>>>
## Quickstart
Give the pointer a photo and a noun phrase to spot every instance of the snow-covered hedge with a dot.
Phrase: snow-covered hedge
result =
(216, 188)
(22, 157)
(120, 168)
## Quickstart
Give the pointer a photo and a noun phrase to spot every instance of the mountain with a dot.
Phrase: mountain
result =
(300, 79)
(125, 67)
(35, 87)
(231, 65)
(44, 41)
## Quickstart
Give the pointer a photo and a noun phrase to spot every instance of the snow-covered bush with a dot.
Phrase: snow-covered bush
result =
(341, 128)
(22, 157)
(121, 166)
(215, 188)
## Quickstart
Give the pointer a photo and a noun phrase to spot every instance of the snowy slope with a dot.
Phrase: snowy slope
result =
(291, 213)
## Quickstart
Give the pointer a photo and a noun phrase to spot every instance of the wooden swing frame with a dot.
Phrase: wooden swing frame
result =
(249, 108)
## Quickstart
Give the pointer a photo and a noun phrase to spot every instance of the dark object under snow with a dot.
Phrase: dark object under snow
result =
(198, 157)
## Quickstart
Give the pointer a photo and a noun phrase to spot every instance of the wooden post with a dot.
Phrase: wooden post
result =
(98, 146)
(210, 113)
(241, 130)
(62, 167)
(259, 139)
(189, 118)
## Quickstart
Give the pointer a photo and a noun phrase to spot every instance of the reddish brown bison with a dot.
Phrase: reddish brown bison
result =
<<<
**GIVEN TASK**
Write out the entries in full, exactly as given.

**RESULT OF THIS EXERCISE**
## Quickstart
Give the pointer a photo and a noun phrase to spot every instance of the snow-covered hedge with a dot.
Phrase: snow-covered hedge
result =
(216, 188)
(22, 157)
(120, 168)
## Quickstart
Give the pointer a photo and a noun phrase to spot every instance of the mountain with a dot.
Phrase: mountain
result =
(300, 79)
(125, 67)
(35, 87)
(231, 65)
(44, 41)
## Quickstart
Give the pointer a photo and a noun phrase to spot every instance of the snow-covered bush with a dot.
Phrase: snow-covered bush
result =
(341, 128)
(22, 157)
(121, 166)
(215, 188)
## Quickstart
Give the pointer a photo and a noun phrase to spot every instance of the snowy slope with a dot.
Phrase: snowy slope
result =
(291, 213)
## Quickstart
Give the pointer a photo and a noun phrase to spot every instance of the wooden swing frame with a dot.
Phrase: wooden swing frame
result =
(249, 108)
## Quickstart
Give the pointer a photo and a noun phrase to spot every instance of the dark object under snow with a dot.
Phrase: dark object under snow
result =
(198, 157)
## Quickstart
Give the pointer a photo and a noun phrase to spot every instance of the wooden post with a dot.
Phrase: wooden post
result =
(98, 146)
(210, 113)
(241, 130)
(62, 167)
(259, 139)
(189, 118)
## Quickstart
Give the pointer a photo and a noun phrase to spot every instance of the reddish brown bison with a dot.
Phrase: reddish brown bison
result =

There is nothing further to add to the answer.